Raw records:
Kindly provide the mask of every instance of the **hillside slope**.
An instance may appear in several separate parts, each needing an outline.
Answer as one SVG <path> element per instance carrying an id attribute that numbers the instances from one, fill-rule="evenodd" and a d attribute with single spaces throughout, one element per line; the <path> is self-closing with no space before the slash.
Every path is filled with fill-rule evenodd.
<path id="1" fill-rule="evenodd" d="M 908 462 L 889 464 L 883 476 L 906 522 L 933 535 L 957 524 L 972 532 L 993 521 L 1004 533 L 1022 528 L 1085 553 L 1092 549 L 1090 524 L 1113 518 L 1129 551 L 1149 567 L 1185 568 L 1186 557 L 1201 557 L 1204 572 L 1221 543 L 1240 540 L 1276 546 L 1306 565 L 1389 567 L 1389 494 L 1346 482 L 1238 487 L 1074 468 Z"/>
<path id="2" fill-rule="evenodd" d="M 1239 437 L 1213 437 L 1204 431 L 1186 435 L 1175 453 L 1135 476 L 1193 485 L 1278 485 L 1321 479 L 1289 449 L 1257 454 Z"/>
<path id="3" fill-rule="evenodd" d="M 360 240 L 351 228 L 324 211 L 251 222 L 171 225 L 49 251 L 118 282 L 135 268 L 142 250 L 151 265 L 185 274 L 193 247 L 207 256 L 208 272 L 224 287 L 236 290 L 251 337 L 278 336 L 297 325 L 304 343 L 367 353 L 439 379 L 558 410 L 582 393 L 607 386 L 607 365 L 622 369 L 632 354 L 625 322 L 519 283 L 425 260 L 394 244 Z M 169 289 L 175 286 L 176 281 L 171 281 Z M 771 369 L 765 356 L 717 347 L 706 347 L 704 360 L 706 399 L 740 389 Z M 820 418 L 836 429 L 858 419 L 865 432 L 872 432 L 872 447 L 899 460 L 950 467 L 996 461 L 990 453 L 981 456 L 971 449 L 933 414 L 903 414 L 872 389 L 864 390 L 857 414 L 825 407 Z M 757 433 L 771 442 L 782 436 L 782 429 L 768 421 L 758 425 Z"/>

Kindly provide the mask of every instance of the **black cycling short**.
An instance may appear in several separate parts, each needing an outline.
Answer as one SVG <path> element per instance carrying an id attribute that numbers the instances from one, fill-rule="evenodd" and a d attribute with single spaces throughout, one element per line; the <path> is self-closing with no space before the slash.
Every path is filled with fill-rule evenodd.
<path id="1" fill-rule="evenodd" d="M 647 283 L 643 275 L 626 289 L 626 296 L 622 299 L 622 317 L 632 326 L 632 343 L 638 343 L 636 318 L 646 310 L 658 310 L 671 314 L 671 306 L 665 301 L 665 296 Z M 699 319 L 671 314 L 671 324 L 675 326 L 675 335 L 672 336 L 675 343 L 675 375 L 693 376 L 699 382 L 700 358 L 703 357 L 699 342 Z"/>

** Stated goal **
Rescale the material from its beginning through the line containing "1239 437 L 1213", reproducing every line in that span, the accompanying text included, but with each point coordinate in the outlines multiplied by 1.1 and rounded to the nearest whole number, halves going up.

** Written answer **
Kindly provide the mask of every instance of the **hillside slope**.
An instance may appear in several separate parts, each needing an outline.
Answer as one SVG <path> element per instance carrying an id attribute that numbers the instances from one, fill-rule="evenodd" and a d attribute with single spaces throughout, one element per line; the <path> is self-closing with no space before the slash.
Every path is filled with fill-rule evenodd.
<path id="1" fill-rule="evenodd" d="M 999 508 L 978 510 L 971 524 L 997 574 L 1026 589 L 1053 576 L 1069 585 L 1092 573 L 1104 586 L 1124 581 L 1194 608 L 1201 604 L 1199 576 L 1224 570 L 1242 606 L 1264 624 L 1304 625 L 1305 613 L 1321 613 L 1324 629 L 1343 597 L 1364 594 L 1404 601 L 1437 622 L 1528 624 L 1528 543 L 1481 530 L 1362 536 L 1181 515 Z"/>
<path id="2" fill-rule="evenodd" d="M 1363 481 L 1334 481 L 1324 474 L 1305 479 L 1293 498 L 1249 524 L 1312 534 L 1406 534 L 1453 527 L 1418 494 L 1383 499 Z"/>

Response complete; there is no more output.